** begin EXTRACTED RECORDS **

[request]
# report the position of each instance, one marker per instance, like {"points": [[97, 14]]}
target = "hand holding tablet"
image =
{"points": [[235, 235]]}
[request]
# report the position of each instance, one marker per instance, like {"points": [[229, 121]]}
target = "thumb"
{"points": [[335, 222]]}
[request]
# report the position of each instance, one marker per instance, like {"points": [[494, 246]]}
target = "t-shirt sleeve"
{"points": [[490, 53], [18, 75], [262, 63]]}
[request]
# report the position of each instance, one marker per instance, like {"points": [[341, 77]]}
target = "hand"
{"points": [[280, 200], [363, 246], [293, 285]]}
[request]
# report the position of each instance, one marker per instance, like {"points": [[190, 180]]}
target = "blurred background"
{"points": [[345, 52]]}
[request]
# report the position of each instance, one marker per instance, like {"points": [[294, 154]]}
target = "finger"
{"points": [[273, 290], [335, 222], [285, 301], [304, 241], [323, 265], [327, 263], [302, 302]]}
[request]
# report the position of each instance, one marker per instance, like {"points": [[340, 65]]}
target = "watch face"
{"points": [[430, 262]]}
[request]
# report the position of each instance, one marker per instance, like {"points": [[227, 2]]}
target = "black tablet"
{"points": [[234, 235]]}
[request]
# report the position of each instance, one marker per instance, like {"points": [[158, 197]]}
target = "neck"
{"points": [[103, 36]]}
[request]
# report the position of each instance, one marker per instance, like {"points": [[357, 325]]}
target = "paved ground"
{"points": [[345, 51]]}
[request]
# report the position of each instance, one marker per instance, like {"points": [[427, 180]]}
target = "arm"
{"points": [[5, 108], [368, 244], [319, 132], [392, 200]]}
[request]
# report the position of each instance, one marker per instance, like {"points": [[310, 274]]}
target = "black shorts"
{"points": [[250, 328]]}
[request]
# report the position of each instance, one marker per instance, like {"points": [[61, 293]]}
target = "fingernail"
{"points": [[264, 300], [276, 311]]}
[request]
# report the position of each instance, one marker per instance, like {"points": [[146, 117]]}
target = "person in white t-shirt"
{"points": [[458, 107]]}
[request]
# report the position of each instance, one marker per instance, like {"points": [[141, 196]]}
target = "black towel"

** end EXTRACTED RECORDS **

• [EXERCISE OBJECTIVE]: Return each line from the items above that contains the word "black". Case counts.

• [THE OUTPUT]:
target = "black tablet"
target = "black shorts"
target = "black towel"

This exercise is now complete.